Your assignment
Word for word, restate the lines of the listing from the one that holds "Pick out the hazy" through the very last line, and nothing more.

Data for the task
<<<<

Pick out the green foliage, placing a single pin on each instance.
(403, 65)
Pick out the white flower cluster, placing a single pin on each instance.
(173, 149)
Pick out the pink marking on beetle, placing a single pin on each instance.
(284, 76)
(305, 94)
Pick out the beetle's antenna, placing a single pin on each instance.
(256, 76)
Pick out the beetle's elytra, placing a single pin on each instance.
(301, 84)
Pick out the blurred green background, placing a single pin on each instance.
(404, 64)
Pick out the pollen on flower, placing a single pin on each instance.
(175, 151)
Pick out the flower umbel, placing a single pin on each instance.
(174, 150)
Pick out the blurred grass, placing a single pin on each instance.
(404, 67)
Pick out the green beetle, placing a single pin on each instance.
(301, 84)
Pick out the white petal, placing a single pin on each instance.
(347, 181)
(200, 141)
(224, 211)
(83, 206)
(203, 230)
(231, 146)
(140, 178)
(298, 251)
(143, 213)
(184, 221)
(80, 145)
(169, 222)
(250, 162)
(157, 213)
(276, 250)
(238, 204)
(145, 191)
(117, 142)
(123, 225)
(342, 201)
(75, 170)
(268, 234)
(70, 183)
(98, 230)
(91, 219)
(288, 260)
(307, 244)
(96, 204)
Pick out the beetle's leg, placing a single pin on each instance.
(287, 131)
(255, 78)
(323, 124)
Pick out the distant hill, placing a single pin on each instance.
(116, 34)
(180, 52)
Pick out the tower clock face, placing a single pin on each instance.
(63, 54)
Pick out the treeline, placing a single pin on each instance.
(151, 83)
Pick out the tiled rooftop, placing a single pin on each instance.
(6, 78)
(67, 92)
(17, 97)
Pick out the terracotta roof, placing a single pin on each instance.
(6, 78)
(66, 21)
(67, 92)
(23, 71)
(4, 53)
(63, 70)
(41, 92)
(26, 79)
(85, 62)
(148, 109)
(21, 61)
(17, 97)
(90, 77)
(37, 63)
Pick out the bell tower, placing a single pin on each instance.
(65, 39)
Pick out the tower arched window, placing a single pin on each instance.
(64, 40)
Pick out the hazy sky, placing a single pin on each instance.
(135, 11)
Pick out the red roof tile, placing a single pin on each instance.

>>>>

Exercise output
Pick out the hazy sky, placing a single pin on each instance.
(135, 11)
Pick out the red roof tile, placing a single pin on each instance.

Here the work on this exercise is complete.